● PROBLEM DETAILS: Quote each record exactly, please, leaving none out.

[Stored data]

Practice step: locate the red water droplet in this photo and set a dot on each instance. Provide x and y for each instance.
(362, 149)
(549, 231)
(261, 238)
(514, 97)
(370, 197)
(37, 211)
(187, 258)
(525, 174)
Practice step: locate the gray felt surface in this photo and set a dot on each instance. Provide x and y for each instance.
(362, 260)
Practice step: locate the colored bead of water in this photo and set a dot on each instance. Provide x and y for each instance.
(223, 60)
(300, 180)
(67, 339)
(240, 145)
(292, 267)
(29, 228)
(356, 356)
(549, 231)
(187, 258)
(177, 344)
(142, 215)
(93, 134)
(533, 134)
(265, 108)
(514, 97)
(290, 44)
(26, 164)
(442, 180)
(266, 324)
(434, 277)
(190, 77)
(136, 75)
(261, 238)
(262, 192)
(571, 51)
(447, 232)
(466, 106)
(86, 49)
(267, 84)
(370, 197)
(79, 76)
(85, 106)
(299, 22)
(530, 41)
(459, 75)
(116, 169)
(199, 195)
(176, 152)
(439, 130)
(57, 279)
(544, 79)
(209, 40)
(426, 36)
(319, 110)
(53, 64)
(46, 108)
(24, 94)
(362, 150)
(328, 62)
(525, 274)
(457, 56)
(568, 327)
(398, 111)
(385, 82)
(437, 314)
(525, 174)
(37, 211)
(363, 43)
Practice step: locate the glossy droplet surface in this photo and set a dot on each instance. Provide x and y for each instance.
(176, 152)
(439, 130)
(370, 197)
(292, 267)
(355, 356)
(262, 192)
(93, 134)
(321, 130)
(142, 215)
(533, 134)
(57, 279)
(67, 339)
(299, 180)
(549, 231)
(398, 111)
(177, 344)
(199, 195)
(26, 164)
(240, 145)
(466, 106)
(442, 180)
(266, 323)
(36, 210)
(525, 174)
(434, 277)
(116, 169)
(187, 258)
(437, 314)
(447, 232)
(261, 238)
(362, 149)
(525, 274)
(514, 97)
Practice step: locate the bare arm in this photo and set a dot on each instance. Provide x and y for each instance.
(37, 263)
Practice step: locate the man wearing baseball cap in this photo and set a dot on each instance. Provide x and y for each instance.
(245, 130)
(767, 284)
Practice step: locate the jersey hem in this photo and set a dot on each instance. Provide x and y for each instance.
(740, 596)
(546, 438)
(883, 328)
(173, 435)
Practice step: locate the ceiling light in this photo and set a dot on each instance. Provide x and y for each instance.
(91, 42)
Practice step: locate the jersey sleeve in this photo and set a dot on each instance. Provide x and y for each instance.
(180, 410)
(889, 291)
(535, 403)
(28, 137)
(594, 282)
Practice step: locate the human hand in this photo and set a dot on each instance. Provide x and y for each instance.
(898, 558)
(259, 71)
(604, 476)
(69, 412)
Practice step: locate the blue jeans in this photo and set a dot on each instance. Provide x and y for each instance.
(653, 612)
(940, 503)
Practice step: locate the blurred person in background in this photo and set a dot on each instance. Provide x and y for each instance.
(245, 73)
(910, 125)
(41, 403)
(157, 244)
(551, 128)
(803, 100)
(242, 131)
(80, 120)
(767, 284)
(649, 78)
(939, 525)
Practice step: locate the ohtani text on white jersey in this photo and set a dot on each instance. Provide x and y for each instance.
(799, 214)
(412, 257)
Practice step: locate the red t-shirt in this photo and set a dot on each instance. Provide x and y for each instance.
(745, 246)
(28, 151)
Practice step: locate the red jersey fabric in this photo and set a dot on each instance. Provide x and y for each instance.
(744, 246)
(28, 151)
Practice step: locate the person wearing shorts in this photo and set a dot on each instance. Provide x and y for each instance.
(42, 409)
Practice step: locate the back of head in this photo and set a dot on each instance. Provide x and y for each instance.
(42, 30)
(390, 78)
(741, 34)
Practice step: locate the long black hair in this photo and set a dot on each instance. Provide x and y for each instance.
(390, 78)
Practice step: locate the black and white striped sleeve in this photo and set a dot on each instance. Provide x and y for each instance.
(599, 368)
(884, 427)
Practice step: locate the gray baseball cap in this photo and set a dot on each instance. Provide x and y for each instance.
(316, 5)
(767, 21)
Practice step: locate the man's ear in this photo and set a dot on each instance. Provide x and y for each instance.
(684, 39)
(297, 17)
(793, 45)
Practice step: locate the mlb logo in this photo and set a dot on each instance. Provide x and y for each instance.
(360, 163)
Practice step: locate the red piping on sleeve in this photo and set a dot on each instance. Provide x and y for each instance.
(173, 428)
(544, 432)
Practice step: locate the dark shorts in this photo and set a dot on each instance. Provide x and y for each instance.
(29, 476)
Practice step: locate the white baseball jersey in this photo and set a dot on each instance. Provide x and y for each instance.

● ANSWER FOR THIS EXERCISE:
Practice step: locate the red water droplet in this photo and set a dot on each instance. Provide x and y for each instance.
(362, 149)
(549, 231)
(261, 238)
(514, 97)
(370, 197)
(37, 211)
(187, 258)
(525, 174)
Practice step: locate the gray felt surface in this photo and set a dot on each instance. Provide x and y for each instance.
(362, 260)
Practice step: locate the colored bead of water in this photo and set a dot on each instance. Provide x and y for each instance.
(223, 60)
(300, 180)
(67, 339)
(240, 145)
(292, 267)
(29, 228)
(356, 356)
(549, 231)
(187, 258)
(177, 344)
(142, 215)
(93, 134)
(533, 134)
(265, 108)
(514, 97)
(290, 44)
(26, 164)
(442, 180)
(266, 324)
(434, 277)
(190, 77)
(136, 75)
(261, 238)
(262, 192)
(571, 51)
(447, 232)
(466, 106)
(86, 49)
(267, 84)
(370, 197)
(79, 76)
(85, 106)
(299, 22)
(530, 41)
(459, 75)
(116, 169)
(199, 195)
(176, 152)
(439, 130)
(57, 279)
(544, 79)
(209, 40)
(426, 36)
(319, 110)
(53, 64)
(46, 108)
(24, 94)
(362, 150)
(328, 62)
(525, 274)
(457, 56)
(568, 327)
(398, 111)
(385, 82)
(437, 314)
(525, 174)
(37, 211)
(363, 43)
Practice step: locate the glossy droplet surface in this photo and set a dot on each instance. Provide x and y for each instance.
(176, 152)
(439, 130)
(370, 197)
(292, 267)
(355, 356)
(262, 192)
(93, 134)
(321, 130)
(142, 215)
(533, 134)
(57, 279)
(67, 339)
(299, 180)
(549, 231)
(398, 111)
(177, 344)
(199, 195)
(26, 164)
(240, 145)
(466, 106)
(442, 180)
(266, 323)
(36, 210)
(525, 174)
(434, 277)
(116, 169)
(187, 258)
(437, 314)
(447, 232)
(261, 238)
(362, 149)
(525, 274)
(514, 97)
Practice step: locate the bare arm in this photo and set a dot on each instance. Provide x and y for each instance.
(37, 263)
Practice step: locate the man wearing baseball cap in this photo and set a dot on each instance. Provide x and y for each instance.
(245, 130)
(767, 284)
Practice step: locate the jersey hem in this photo and set a dot on each instance. Provide x and y for each instance.
(740, 596)
(546, 438)
(883, 328)
(173, 435)
Practice step: locate the ceiling light in this photo and set a dot on each instance. Provide x and y for each instance.
(91, 42)
Practice step: locate the jersey sleeve in this photo and set a dot on each instance. Provide x and y for each instance.
(180, 410)
(889, 291)
(535, 403)
(28, 137)
(594, 282)
Practice step: locate the human hand in this photo and set a dot on each instance. Provide x and y for each instance.
(898, 558)
(259, 71)
(604, 476)
(69, 412)
Practice step: locate the blue jeans in this photo and set a dot on each instance. Provide x and y for each instance.
(653, 612)
(940, 503)
Practice step: locate the blurred person in background in this photo and set a dot on each instance. Provide x and y for each instance.
(245, 73)
(910, 125)
(41, 403)
(157, 244)
(551, 128)
(803, 100)
(242, 131)
(80, 120)
(767, 284)
(649, 78)
(939, 525)
Practice step: locate the ohtani text on white jersey in this photo and set a dot on each instance. Provide x and y for each instance.
(799, 214)
(412, 257)
Practice step: locate the red t-shirt in this photo and set a dot on each instance. Provide x and y for each instance.
(745, 246)
(28, 151)
Practice step: locate the red jersey fabric in this photo and set a dot on each instance. Provide x and y for each instance.
(744, 246)
(28, 151)
Practice step: locate the person wearing shorts in this photo and set a dot on each instance. Provide x and y for each instance.
(42, 409)
Practice step: locate the back of head in this photo and set a dot on each instance. Provide x and y for each instance.
(42, 30)
(390, 78)
(741, 34)
Practice step: locate the long black hair in this photo and set a dot on each instance. Provide x and y for each instance.
(390, 78)
Practice step: locate the black and white striped sleeve in this photo and set a dot on each instance. Provide x and y for each instance.
(599, 368)
(884, 427)
Practice step: locate the gray baseball cap in this photo and set a dot on each instance. Provide x and y for each instance.
(316, 5)
(767, 21)
Practice step: locate the man's ear in this photo and set a dot on each instance. Provide x and y for each instance.
(684, 39)
(297, 17)
(793, 45)
Practice step: locate the mlb logo in this photo and set a dot on each instance. Provide x and y for each instance.
(360, 163)
Practice step: locate the red piping on sleeve in this photo and set a dot on each instance. Provide x and y for each instance.
(173, 428)
(544, 432)
Practice step: locate the dark shorts in this photo and set a dot on each instance. Provide x and y for each instance.
(29, 476)
Practice step: locate the white baseball jersey in this photo and set a dot on each instance. Provide x and y for each instance.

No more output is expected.